Task to complete:
Please locate each line in the rows below that contains the word "garden" and copy those lines out. Count a match only when the letter case is the same.

Data provided:
* BEGIN *

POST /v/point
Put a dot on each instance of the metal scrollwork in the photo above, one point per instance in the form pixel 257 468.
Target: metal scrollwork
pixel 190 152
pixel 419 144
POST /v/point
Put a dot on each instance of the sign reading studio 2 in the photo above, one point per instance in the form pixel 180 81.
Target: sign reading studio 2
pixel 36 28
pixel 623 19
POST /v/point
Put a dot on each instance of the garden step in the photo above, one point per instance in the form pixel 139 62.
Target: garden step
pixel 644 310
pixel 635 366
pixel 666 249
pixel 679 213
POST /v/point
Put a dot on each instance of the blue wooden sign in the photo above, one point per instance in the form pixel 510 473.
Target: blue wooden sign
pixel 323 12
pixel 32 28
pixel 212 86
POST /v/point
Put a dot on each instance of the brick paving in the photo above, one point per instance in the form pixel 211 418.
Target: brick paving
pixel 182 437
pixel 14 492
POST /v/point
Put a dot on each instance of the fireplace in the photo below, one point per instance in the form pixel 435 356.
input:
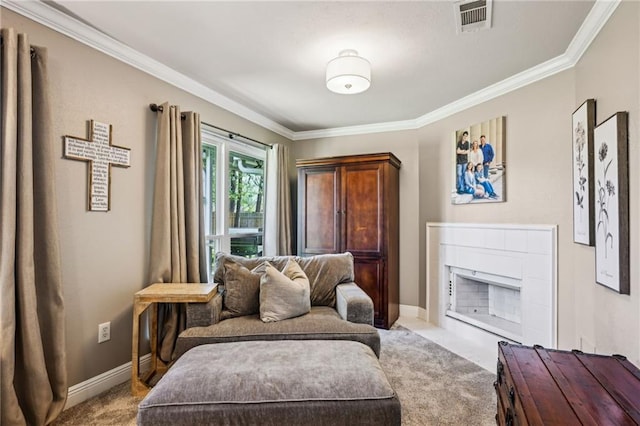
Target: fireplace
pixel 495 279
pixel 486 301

* END *
* BEGIN *

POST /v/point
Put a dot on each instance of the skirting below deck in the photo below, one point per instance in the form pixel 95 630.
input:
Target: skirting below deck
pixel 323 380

* END *

Worked solution:
Put a dot on each instance of the garden step in the photo above, one point per instance in the form pixel 139 62.
Target: garden step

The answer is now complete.